ENTRIES SUPPLIED:

────────

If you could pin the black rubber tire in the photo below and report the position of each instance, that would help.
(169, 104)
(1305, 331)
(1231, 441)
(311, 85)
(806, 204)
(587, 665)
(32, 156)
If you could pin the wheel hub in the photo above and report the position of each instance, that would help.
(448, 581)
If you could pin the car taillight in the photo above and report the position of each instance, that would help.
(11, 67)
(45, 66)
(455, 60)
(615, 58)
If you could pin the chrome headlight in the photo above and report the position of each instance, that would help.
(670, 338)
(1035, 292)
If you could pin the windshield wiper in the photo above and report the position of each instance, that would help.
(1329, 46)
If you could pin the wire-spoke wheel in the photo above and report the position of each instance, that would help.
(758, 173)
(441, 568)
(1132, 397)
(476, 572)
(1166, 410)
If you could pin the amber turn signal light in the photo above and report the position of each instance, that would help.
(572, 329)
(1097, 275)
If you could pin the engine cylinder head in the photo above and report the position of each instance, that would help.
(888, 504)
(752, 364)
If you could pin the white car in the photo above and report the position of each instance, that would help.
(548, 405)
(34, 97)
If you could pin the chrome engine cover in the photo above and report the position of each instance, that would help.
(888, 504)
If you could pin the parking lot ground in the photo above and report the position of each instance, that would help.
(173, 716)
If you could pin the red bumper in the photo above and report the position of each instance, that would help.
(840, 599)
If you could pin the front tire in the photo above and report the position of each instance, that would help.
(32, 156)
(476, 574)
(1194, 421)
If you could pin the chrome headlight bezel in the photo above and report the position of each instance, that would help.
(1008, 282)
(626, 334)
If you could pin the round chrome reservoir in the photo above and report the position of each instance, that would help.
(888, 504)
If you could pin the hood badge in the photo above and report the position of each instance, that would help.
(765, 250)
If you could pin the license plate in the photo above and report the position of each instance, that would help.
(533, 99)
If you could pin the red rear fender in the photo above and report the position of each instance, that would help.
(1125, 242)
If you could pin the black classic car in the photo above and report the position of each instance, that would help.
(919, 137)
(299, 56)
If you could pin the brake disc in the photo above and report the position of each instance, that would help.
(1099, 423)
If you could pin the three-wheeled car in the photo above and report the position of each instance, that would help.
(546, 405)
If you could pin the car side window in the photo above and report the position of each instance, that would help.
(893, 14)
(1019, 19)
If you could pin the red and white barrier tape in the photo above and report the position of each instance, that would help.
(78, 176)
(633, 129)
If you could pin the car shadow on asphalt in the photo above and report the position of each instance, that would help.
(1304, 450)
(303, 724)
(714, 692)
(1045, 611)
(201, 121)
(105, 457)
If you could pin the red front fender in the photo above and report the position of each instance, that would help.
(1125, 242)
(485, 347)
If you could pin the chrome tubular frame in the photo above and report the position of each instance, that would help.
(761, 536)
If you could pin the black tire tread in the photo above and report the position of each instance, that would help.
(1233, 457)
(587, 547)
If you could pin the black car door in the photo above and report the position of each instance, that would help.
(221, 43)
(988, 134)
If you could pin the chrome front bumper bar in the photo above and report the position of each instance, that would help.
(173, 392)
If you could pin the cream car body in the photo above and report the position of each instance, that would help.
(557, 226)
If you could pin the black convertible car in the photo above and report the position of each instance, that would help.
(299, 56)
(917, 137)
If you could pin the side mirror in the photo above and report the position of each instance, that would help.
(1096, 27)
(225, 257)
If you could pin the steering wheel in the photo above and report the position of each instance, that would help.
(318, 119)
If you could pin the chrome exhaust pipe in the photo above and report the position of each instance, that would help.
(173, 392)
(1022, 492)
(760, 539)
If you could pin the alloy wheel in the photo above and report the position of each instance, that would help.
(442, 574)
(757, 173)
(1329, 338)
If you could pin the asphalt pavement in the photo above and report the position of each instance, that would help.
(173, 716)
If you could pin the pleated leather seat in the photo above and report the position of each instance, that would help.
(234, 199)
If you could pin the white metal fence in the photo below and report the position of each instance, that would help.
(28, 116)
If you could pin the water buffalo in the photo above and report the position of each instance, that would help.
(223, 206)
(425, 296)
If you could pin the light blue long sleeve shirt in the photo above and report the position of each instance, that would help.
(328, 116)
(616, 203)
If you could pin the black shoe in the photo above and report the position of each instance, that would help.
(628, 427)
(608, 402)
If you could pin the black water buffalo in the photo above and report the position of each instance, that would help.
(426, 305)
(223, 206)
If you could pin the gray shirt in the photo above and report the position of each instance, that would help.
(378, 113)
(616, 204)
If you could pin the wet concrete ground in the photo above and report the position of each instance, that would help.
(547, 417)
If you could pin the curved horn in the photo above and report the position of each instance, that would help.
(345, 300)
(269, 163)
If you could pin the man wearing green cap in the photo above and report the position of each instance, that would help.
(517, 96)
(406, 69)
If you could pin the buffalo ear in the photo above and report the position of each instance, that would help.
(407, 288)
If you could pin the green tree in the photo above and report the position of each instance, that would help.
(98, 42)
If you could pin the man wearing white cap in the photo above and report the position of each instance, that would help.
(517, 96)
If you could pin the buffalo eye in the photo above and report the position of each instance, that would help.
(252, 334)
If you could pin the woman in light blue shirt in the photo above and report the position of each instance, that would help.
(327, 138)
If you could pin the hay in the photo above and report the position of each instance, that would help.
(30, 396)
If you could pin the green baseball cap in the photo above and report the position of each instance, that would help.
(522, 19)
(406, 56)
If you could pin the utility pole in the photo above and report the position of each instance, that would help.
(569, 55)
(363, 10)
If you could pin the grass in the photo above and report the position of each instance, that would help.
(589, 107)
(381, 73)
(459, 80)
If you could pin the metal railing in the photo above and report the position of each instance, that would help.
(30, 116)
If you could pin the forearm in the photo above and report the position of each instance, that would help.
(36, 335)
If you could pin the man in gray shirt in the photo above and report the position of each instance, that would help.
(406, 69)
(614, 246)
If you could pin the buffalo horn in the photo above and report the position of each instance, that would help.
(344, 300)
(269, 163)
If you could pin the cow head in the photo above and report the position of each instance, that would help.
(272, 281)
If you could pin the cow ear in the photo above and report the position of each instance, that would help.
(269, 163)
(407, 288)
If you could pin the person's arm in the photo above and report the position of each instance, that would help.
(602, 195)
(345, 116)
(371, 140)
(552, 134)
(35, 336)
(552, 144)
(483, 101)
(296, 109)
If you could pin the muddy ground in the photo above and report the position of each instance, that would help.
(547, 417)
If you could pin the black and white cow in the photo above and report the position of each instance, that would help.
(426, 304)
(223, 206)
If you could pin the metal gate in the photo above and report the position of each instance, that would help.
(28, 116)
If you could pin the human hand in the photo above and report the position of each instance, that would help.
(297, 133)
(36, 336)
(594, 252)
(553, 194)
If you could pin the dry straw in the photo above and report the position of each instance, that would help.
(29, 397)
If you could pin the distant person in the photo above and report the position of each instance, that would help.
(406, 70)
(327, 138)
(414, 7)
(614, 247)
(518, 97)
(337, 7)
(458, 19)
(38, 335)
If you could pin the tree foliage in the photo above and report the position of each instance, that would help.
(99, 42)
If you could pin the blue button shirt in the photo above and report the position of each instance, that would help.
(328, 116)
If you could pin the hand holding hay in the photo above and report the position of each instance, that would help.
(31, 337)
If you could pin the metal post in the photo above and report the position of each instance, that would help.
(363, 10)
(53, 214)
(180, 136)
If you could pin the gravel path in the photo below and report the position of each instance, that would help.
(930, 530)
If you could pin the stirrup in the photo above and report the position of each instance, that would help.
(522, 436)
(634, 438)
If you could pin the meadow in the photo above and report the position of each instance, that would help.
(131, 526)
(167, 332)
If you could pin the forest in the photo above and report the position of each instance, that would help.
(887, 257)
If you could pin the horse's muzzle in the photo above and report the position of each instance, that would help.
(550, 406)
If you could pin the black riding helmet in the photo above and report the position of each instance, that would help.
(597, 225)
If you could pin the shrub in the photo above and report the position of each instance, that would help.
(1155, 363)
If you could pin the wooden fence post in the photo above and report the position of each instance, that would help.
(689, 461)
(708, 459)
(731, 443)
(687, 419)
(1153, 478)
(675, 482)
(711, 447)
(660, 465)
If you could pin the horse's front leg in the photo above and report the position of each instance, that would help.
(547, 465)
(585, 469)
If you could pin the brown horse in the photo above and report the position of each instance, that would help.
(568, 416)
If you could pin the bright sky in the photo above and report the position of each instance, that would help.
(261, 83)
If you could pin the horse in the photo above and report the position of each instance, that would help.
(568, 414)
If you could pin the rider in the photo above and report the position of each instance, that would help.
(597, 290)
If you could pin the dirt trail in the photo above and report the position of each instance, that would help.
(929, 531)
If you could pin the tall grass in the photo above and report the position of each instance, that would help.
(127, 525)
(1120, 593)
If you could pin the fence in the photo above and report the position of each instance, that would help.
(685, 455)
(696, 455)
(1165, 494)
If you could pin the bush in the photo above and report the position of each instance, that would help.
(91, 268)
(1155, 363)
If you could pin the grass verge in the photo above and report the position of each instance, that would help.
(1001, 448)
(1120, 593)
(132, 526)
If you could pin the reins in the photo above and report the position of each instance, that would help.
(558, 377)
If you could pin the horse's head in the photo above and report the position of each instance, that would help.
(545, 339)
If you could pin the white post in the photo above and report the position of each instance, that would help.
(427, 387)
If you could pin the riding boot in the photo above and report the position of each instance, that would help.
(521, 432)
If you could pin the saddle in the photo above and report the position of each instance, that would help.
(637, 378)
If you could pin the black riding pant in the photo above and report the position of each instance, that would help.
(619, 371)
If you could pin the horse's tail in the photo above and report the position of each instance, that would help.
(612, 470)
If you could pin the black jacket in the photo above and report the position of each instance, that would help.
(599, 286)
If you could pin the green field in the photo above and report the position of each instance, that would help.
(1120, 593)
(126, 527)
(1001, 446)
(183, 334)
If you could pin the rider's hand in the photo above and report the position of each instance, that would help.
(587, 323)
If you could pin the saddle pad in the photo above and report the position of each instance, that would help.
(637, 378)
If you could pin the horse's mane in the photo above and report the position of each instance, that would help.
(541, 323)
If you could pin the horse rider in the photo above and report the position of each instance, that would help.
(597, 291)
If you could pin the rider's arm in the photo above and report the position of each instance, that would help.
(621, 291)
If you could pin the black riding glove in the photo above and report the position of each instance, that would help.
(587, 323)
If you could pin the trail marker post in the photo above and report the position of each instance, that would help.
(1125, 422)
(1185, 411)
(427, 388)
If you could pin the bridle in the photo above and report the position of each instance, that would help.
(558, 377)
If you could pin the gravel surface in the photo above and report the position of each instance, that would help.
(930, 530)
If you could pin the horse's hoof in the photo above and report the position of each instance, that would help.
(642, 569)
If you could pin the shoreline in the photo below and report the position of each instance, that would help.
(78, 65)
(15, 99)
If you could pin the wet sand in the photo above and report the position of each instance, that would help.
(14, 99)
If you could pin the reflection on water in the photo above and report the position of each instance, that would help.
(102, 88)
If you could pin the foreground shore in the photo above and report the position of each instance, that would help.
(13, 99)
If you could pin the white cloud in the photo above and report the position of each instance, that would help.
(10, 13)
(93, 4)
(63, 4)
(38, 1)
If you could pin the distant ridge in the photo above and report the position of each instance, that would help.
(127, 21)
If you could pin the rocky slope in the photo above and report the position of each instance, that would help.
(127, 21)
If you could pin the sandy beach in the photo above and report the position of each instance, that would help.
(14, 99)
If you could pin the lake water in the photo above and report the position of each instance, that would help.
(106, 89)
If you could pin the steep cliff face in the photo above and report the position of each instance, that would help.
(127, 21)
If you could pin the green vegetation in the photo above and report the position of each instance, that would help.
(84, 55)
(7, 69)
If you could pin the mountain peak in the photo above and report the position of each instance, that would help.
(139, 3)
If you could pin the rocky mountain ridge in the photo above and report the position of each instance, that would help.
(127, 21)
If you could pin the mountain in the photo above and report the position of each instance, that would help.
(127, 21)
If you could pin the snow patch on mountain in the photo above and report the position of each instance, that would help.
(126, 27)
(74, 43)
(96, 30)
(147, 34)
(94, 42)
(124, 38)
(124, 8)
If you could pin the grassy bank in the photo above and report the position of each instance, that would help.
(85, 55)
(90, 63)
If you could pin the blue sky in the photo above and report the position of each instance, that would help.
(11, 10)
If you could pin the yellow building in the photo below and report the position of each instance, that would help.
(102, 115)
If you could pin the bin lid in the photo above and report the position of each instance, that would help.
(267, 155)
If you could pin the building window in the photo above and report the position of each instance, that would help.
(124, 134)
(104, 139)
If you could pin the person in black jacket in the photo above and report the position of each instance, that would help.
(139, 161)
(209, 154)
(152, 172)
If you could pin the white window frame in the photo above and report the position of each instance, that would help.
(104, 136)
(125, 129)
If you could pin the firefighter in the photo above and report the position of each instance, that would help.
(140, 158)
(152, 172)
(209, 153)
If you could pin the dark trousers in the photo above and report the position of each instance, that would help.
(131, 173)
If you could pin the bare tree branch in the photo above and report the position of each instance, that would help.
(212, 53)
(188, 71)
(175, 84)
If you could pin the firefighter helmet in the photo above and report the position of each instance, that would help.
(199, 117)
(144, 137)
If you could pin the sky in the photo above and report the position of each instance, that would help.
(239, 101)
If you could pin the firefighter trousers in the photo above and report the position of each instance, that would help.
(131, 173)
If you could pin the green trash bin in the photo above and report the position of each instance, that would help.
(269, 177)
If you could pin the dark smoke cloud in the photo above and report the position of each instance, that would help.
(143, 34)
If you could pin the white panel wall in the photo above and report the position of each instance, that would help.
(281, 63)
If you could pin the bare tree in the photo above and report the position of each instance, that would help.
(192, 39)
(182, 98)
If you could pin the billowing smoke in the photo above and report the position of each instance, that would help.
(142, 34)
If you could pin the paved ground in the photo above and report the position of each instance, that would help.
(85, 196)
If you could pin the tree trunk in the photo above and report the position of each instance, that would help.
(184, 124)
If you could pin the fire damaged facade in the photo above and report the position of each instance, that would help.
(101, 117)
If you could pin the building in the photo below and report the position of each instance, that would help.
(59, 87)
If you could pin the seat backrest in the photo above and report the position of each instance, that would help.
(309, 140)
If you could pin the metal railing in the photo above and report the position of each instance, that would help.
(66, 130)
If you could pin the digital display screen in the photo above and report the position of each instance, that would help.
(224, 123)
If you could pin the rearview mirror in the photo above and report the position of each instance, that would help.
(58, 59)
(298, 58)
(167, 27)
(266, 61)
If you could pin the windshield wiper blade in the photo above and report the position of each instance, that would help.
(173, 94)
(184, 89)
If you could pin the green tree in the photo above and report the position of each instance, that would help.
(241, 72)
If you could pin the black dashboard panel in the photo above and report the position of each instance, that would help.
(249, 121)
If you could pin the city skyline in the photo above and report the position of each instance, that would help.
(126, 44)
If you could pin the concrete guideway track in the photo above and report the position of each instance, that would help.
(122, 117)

────────

WHAT TO WORK ON: Switch "chrome headlight" to "front headlight" in the part of the records that opens at their start and closes with the line containing "(1097, 275)", and give those lines again with nothing else changed.

EXERCISE SOLUTION:
If you could pin the black rubber tire in the photo below and report the position of each instance, that would help.
(169, 104)
(1305, 331)
(1231, 441)
(311, 85)
(806, 204)
(587, 665)
(32, 156)
If you could pin the wheel hub in the photo above and report the position of each instance, that would help.
(448, 581)
If you could pin the car taillight in the photo above and report the position of each instance, that would help.
(11, 67)
(45, 66)
(455, 60)
(615, 58)
If you could pin the front headlight in the photo above and report the position of each instance, that would help.
(670, 338)
(1035, 292)
If you could pin the windshield wiper in the photo above and report the position of each instance, that would help.
(1329, 46)
If you could pin the wire-spoke wheel in the photo above and report the position of each instance, that would help.
(758, 173)
(441, 568)
(1132, 397)
(476, 572)
(1166, 410)
If you could pin the amber turn signal light in the photo above and report the position of each instance, that would help.
(572, 329)
(1097, 275)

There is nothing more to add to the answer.